TO DO
Write out exactly, and only, the lines from the one containing "Target: eagle spread wing" through the last line of the listing below.

GIVEN RECORDS
----------------------------------------
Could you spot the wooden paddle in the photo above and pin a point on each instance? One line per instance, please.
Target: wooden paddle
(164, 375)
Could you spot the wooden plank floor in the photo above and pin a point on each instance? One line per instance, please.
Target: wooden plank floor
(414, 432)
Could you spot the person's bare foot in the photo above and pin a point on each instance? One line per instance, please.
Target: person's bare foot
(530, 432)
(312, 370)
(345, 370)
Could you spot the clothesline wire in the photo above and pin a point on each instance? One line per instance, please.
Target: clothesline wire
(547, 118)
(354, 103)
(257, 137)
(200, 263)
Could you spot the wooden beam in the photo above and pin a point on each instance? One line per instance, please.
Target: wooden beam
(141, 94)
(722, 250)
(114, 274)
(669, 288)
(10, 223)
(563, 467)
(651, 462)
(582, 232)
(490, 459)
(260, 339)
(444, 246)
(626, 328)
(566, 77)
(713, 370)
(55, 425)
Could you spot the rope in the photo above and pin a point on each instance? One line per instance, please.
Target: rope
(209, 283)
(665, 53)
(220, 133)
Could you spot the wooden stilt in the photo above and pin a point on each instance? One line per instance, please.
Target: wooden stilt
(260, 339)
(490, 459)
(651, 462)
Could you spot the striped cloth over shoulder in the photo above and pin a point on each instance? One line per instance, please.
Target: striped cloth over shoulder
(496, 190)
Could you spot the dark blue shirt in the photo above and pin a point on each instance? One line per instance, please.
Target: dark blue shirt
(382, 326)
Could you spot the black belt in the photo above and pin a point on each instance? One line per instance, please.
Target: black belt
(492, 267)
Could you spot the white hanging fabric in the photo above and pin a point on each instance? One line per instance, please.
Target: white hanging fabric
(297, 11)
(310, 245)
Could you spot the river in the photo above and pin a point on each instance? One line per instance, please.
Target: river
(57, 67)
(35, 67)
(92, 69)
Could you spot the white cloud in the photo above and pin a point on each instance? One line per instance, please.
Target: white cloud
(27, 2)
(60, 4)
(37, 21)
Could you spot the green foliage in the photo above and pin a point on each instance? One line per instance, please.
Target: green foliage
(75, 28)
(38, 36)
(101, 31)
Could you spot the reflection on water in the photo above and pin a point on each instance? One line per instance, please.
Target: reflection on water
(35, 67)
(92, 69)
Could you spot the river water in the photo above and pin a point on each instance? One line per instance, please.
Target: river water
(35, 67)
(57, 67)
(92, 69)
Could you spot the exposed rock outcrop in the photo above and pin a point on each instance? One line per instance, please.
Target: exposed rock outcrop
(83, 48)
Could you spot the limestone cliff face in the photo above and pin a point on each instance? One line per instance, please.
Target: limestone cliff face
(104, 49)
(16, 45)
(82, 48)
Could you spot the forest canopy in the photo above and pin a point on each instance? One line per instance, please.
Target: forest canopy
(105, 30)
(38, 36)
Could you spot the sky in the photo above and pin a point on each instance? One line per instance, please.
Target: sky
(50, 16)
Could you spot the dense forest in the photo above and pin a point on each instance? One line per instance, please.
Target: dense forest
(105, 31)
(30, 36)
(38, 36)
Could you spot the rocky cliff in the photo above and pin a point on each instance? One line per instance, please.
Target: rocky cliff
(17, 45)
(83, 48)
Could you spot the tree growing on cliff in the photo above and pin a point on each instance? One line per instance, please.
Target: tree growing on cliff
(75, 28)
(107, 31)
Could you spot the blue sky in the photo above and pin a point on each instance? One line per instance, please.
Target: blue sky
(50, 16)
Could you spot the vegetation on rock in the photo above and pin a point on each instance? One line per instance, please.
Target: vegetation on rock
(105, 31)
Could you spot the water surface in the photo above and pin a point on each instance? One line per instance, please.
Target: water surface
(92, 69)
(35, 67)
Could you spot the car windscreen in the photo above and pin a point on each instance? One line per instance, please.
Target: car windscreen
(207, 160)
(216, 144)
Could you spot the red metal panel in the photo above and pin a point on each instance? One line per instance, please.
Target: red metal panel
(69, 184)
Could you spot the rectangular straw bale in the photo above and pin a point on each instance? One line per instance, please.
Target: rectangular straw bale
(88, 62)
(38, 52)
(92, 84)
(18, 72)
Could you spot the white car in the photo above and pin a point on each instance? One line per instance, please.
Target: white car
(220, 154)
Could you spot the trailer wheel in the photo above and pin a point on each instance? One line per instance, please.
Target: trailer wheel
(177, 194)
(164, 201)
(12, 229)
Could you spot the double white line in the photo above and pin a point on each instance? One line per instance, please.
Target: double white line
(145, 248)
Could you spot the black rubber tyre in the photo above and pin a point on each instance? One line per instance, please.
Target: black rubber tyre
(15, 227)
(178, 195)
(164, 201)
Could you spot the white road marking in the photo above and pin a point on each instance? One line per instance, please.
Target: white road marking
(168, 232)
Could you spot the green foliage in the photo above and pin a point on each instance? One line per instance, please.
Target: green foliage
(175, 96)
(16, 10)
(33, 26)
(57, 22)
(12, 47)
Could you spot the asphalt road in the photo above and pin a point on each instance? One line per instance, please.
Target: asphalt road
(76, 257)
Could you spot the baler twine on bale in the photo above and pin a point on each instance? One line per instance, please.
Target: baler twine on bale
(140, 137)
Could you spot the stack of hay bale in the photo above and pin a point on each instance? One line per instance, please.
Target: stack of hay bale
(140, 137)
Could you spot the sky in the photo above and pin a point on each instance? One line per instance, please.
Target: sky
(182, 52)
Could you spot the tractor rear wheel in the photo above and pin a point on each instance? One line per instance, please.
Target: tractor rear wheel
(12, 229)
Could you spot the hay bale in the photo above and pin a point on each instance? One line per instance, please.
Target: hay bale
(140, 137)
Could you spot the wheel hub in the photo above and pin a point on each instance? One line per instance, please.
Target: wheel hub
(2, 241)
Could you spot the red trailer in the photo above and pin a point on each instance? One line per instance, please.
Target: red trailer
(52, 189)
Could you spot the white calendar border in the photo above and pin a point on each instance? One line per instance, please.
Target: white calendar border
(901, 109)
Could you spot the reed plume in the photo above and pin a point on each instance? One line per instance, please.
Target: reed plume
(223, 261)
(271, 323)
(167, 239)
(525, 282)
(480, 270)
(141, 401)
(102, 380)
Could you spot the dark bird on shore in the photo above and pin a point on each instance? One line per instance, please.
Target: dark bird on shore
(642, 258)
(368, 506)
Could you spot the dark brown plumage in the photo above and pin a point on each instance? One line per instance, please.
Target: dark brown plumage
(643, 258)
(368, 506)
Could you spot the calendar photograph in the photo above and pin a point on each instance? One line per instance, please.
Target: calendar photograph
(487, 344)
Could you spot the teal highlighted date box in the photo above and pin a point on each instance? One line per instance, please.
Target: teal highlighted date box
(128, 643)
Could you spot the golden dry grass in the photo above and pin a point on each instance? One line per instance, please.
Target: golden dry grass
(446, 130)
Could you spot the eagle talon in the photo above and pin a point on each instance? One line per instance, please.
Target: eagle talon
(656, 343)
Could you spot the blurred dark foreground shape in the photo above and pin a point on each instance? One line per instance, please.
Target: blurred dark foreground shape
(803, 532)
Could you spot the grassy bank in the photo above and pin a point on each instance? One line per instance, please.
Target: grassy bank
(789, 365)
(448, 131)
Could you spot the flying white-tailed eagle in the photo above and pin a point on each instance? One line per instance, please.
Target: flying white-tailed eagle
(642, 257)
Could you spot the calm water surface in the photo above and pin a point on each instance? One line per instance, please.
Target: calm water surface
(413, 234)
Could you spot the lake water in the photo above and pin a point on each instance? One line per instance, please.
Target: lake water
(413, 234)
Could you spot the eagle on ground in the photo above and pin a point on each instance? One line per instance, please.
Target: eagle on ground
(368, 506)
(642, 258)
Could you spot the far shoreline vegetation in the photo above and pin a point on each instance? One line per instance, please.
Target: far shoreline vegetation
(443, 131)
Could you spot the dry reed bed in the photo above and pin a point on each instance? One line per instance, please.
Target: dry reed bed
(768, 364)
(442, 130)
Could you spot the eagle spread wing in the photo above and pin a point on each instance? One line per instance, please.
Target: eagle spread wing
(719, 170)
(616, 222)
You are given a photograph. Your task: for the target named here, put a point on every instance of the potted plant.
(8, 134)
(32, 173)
----------------------------------------
SOLUTION
Target: eagle spread wing
(719, 170)
(616, 222)
You are given a photograph. Your task: for the target named here, put a point on every instance of the potted plant.
(8, 134)
(32, 173)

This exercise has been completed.